• [Exercise tasks]:
1. In the World AIDS Day passage, rewrite the paragraph beginning "The frightening reality" more briefly, keeping its main facts.
2. Reproduce the World AIDS Day passage verbatim from "The frightening reality" up to and including "the subsequent deaths.".
3. Answer these questions using the World AIDS Day passage, one answer per line:
(a) What occasion does the passage say falls this Sunday?
(b) Which Bible passage does it cite?
(c) In Africa, what kind of disease is AIDS primarily, according to the passage?

• [Selected excerpt]:
#####

This Sunday is World AIDS Day...
The frightening reality is that almost half of all people infected with HIV in the U.S. have died since first detection of the AIDS virus. And the epidemic in African countries and some Caribbean countries as well shockingly leave us speechless as to the untold millions of those HIV infected and the subsequent deaths.
AIDS is not the new leprosy; it is not God's judgment specifically against homosexuality as we think of O.T. cataclysmic judgment against entire cities or nations for sinful behavior (i.e. Sodom and Gomorrah). We could rightly say that there is personal judgment or responsibility to everyone who has contracted this disease due to homosexuality, sexual promiscuity among heterosexuals, or by illegal IV drug use (see Romans 1:26-27). However, AIDS is not solely a "gay disease" or an issue that the homosexual community is responsible for or faces alone. AIDS affects us all. In Africa, AIDS is primarily a heterosexual disease and many children are now orphans having lost both mother and father due to this pandemic.

#####

• [Record excerpts]:
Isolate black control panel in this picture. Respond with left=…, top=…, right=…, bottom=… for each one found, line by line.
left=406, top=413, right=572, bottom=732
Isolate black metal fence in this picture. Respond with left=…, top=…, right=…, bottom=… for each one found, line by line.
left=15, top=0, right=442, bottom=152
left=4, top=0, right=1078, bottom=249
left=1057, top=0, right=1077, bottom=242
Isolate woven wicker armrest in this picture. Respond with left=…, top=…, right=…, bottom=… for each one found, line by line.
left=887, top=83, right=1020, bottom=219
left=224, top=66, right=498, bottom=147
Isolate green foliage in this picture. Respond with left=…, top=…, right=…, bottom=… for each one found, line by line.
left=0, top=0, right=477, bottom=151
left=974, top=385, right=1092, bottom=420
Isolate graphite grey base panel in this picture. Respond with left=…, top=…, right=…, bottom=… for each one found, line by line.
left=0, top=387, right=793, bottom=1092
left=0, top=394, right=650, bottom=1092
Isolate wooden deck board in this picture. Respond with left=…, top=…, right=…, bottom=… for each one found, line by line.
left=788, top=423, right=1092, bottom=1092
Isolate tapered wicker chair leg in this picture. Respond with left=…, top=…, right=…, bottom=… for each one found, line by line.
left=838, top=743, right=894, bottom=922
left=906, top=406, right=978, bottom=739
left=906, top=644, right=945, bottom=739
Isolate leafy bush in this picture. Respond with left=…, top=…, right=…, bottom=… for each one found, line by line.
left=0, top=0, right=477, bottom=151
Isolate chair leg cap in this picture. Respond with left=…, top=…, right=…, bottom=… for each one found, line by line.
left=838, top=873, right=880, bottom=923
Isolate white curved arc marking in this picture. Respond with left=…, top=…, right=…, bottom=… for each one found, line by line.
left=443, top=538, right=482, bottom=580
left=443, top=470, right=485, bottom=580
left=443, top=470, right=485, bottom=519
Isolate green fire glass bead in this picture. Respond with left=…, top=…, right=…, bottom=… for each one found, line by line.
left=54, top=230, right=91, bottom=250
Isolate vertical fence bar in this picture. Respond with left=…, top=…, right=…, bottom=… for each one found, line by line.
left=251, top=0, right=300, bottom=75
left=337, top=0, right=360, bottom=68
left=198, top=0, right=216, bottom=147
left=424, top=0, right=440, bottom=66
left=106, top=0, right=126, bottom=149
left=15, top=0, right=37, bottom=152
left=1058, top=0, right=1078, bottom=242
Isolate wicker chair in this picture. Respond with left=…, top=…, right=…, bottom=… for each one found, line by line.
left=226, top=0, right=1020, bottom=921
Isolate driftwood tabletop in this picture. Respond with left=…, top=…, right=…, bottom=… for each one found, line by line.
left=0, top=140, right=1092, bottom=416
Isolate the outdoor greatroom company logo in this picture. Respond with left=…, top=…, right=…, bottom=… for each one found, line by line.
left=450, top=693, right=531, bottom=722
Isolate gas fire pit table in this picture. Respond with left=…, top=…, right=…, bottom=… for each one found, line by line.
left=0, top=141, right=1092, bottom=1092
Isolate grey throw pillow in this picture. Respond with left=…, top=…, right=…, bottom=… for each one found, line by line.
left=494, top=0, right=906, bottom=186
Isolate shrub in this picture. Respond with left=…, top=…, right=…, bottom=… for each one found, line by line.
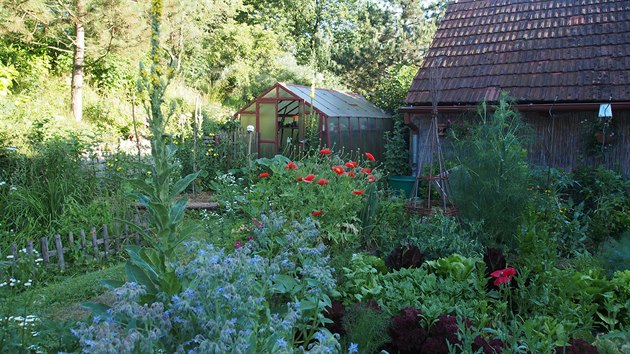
left=343, top=304, right=390, bottom=353
left=400, top=211, right=482, bottom=259
left=568, top=167, right=630, bottom=249
left=385, top=246, right=424, bottom=270
left=451, top=96, right=529, bottom=247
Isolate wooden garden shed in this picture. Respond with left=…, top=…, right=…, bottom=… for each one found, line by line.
left=401, top=0, right=630, bottom=175
left=234, top=83, right=392, bottom=159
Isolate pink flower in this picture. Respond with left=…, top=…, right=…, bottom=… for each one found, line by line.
left=490, top=267, right=517, bottom=286
left=302, top=173, right=316, bottom=183
left=319, top=149, right=331, bottom=155
left=317, top=178, right=328, bottom=186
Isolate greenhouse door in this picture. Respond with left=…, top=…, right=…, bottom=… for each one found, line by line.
left=256, top=102, right=278, bottom=157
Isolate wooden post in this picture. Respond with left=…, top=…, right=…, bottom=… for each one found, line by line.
left=103, top=224, right=109, bottom=259
left=26, top=240, right=33, bottom=257
left=55, top=234, right=66, bottom=270
left=41, top=237, right=50, bottom=268
left=92, top=227, right=101, bottom=259
left=81, top=229, right=87, bottom=250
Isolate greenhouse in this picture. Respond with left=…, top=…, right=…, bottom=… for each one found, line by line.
left=234, top=83, right=392, bottom=159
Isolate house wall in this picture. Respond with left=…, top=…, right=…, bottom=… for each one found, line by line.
left=410, top=109, right=630, bottom=176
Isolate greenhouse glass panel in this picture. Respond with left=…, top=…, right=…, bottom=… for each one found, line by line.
left=241, top=114, right=256, bottom=128
left=259, top=143, right=276, bottom=157
left=350, top=117, right=363, bottom=151
left=339, top=117, right=350, bottom=151
left=258, top=103, right=278, bottom=141
left=328, top=117, right=340, bottom=148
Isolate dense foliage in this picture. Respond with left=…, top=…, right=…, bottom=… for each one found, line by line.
left=0, top=0, right=630, bottom=354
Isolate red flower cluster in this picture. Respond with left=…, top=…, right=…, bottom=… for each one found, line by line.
left=284, top=161, right=298, bottom=170
left=317, top=178, right=328, bottom=186
left=490, top=267, right=516, bottom=286
left=302, top=173, right=317, bottom=183
left=319, top=149, right=332, bottom=155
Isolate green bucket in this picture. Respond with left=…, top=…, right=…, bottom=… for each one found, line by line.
left=387, top=176, right=416, bottom=198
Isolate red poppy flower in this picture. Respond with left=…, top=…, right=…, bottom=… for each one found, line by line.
left=490, top=267, right=516, bottom=286
left=302, top=173, right=316, bottom=183
left=319, top=149, right=331, bottom=155
left=331, top=166, right=343, bottom=176
left=317, top=178, right=328, bottom=186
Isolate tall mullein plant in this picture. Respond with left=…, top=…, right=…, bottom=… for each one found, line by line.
left=126, top=0, right=198, bottom=301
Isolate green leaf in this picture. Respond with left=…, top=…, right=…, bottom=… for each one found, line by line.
left=171, top=172, right=199, bottom=199
left=273, top=274, right=297, bottom=294
left=100, top=279, right=125, bottom=289
left=81, top=302, right=111, bottom=316
left=125, top=262, right=157, bottom=294
left=169, top=197, right=188, bottom=225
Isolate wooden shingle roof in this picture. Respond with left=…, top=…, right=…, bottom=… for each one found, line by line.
left=406, top=0, right=630, bottom=106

#####

• [Problem solutions]:
1. Almost half of all people infected with HIV in the U.S. have died since the AIDS virus was first detected, and the epidemic in African and some Caribbean countries has brought untold millions of infections and deaths.

2.
The frightening reality is that almost half of all people infected with HIV in the U.S. have died since first detection of the AIDS virus. And the epidemic in African countries and some Caribbean countries as well shockingly leave us speechless as to the untold millions of those HIV infected and the subsequent deaths.

3.
(a) World AIDS Day
(b) Romans 1:26-27
(c) A heterosexual disease